__READING PASSAGE__:

════

Weed Warriors

The cannabis we smoke, vape and eat owes its increased legal status to pioneering activists

“Please, Playboy, keep up your fight against our barbaric marijuana laws.” This January 1969 entreaty from a reader, regarding a Texas man who had received a 50-year sentence for selling a matchbox full of marijuana for $5, was one of more than three dozen letters about marijuana the magazine printed that year alone. One reader had been busted for .87 milligrams—about “four seeds and 15 grains of leaf”—found in his former apartment. The husband of another faced up to 10 years in prison for possessing 20 milligrams, about seven thousandths of an ounce. At the time, selling pot to a minor in Georgia could get you life in prison; a second offense, the death penalty. A simple possession sentence in Louisiana? Up to 99 years in jail.

To most observers, the punishments clearly did not fit the crimes. Personal liberties were at stake, and that was enough to catch Playboy's attention—though of course the pleasurable aspects of pot use fell squarely within the magazine’s wheelhouse as well. Playboy had been covering marijuana-related topics since at least 1960, when it convened a panel of jazzmen including Duke Ellington and Dizzy Gillespie to talk about narcotics and music. Later that decade, the magazine published a professional assessment entitled Pot: A Rational Approach. “Not only is marijuana comparatively harmless on the face of all the evidence,” wrote trailblazing psychiatrist Dr. Joel Fort, “but there are even reasons to believe it may be beneficial in some cases.” The title could well describe the course of action that publisher Hugh Hefner felt his magazine should take when it came to the drug. It would not endorse but would explore, calling attention to unjust laws and outmoded thinking. Supporting Americans’ prerogative to choose came naturally to Hefner, who early in his multi-installment Playboy Philosophy had declared he would maintain “the right to hoot irreverently at herders of sacred cows and keepers of stultifying tradition and taboo.”

════

__EXTRACTED RECORDS__:
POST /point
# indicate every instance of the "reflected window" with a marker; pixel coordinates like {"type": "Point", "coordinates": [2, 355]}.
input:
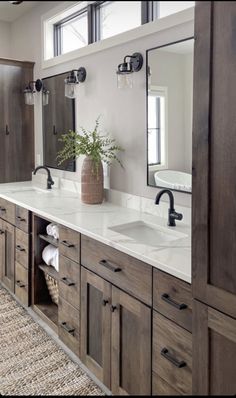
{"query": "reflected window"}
{"type": "Point", "coordinates": [157, 99]}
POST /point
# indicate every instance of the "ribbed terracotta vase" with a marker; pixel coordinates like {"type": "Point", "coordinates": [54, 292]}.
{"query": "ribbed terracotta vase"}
{"type": "Point", "coordinates": [91, 182]}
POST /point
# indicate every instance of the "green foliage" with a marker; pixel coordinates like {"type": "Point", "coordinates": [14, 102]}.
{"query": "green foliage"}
{"type": "Point", "coordinates": [90, 143]}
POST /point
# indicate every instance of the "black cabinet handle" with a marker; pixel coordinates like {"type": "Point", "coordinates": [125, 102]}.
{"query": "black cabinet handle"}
{"type": "Point", "coordinates": [20, 284]}
{"type": "Point", "coordinates": [67, 328]}
{"type": "Point", "coordinates": [65, 243]}
{"type": "Point", "coordinates": [110, 266]}
{"type": "Point", "coordinates": [67, 281]}
{"type": "Point", "coordinates": [179, 364]}
{"type": "Point", "coordinates": [19, 218]}
{"type": "Point", "coordinates": [20, 249]}
{"type": "Point", "coordinates": [165, 297]}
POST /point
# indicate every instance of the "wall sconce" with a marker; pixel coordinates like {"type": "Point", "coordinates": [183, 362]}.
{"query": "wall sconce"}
{"type": "Point", "coordinates": [72, 82]}
{"type": "Point", "coordinates": [125, 70]}
{"type": "Point", "coordinates": [31, 89]}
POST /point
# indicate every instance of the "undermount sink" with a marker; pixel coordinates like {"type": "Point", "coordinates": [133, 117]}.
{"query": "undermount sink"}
{"type": "Point", "coordinates": [149, 234]}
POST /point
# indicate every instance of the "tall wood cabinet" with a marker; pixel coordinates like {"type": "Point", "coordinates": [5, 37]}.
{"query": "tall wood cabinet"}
{"type": "Point", "coordinates": [214, 199]}
{"type": "Point", "coordinates": [16, 122]}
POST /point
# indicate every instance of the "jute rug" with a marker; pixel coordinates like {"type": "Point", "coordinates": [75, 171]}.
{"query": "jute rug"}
{"type": "Point", "coordinates": [31, 363]}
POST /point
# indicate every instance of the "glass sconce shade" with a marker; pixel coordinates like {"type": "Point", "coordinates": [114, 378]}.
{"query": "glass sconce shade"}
{"type": "Point", "coordinates": [45, 97]}
{"type": "Point", "coordinates": [72, 82]}
{"type": "Point", "coordinates": [29, 96]}
{"type": "Point", "coordinates": [124, 80]}
{"type": "Point", "coordinates": [126, 69]}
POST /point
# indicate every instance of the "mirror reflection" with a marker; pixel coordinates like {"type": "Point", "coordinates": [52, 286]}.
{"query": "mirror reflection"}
{"type": "Point", "coordinates": [58, 119]}
{"type": "Point", "coordinates": [169, 115]}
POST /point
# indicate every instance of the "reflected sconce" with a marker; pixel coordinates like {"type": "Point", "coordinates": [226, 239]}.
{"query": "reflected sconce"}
{"type": "Point", "coordinates": [31, 89]}
{"type": "Point", "coordinates": [72, 82]}
{"type": "Point", "coordinates": [125, 70]}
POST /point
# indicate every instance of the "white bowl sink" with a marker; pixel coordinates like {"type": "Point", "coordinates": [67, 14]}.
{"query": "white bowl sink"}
{"type": "Point", "coordinates": [148, 234]}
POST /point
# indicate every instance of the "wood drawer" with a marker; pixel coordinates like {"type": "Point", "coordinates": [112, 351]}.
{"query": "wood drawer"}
{"type": "Point", "coordinates": [160, 387]}
{"type": "Point", "coordinates": [172, 298]}
{"type": "Point", "coordinates": [128, 273]}
{"type": "Point", "coordinates": [69, 281]}
{"type": "Point", "coordinates": [172, 354]}
{"type": "Point", "coordinates": [22, 219]}
{"type": "Point", "coordinates": [22, 284]}
{"type": "Point", "coordinates": [69, 325]}
{"type": "Point", "coordinates": [22, 248]}
{"type": "Point", "coordinates": [7, 211]}
{"type": "Point", "coordinates": [69, 244]}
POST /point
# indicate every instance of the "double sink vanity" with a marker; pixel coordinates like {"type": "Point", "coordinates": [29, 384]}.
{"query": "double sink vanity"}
{"type": "Point", "coordinates": [124, 295]}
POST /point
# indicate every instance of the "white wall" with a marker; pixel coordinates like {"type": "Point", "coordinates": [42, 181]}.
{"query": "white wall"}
{"type": "Point", "coordinates": [123, 112]}
{"type": "Point", "coordinates": [5, 39]}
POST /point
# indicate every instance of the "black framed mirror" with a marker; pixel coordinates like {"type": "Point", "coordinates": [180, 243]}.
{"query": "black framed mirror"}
{"type": "Point", "coordinates": [169, 82]}
{"type": "Point", "coordinates": [58, 118]}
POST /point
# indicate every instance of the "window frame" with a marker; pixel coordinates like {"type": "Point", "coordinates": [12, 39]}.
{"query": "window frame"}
{"type": "Point", "coordinates": [93, 19]}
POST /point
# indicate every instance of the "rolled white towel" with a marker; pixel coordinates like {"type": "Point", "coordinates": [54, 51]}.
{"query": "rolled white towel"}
{"type": "Point", "coordinates": [50, 256]}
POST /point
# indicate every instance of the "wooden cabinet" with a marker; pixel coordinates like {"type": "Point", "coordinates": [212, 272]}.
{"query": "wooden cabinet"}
{"type": "Point", "coordinates": [16, 122]}
{"type": "Point", "coordinates": [115, 336]}
{"type": "Point", "coordinates": [7, 248]}
{"type": "Point", "coordinates": [214, 352]}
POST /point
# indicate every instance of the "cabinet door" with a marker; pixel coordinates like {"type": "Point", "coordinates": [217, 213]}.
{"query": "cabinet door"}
{"type": "Point", "coordinates": [96, 325]}
{"type": "Point", "coordinates": [131, 345]}
{"type": "Point", "coordinates": [8, 263]}
{"type": "Point", "coordinates": [214, 352]}
{"type": "Point", "coordinates": [214, 161]}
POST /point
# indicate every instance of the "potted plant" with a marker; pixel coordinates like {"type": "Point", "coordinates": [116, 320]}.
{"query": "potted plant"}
{"type": "Point", "coordinates": [96, 148]}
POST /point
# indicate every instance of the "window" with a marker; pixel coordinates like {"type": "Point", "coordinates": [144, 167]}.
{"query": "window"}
{"type": "Point", "coordinates": [71, 33]}
{"type": "Point", "coordinates": [157, 127]}
{"type": "Point", "coordinates": [114, 17]}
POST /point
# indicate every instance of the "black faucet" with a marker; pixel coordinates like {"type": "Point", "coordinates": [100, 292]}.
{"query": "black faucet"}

════

__WHAT THIS TASK INVOLVES__:
Please copy out the passage in the marijuana-laws article between "The cannabis we" and "years in jail.", inclusive.

__SOLUTION__:
The cannabis we smoke, vape and eat owes its increased legal status to pioneering activists

“Please, Playboy, keep up your fight against our barbaric marijuana laws.” This January 1969 entreaty from a reader, regarding a Texas man who had received a 50-year sentence for selling a matchbox full of marijuana for $5, was one of more than three dozen letters about marijuana the magazine printed that year alone. One reader had been busted for .87 milligrams—about “four seeds and 15 grains of leaf”—found in his former apartment. The husband of another faced up to 10 years in prison for possessing 20 milligrams, about seven thousandths of an ounce. At the time, selling pot to a minor in Georgia could get you life in prison; a second offense, the death penalty. A simple possession sentence in Louisiana? Up to 99 years in jail.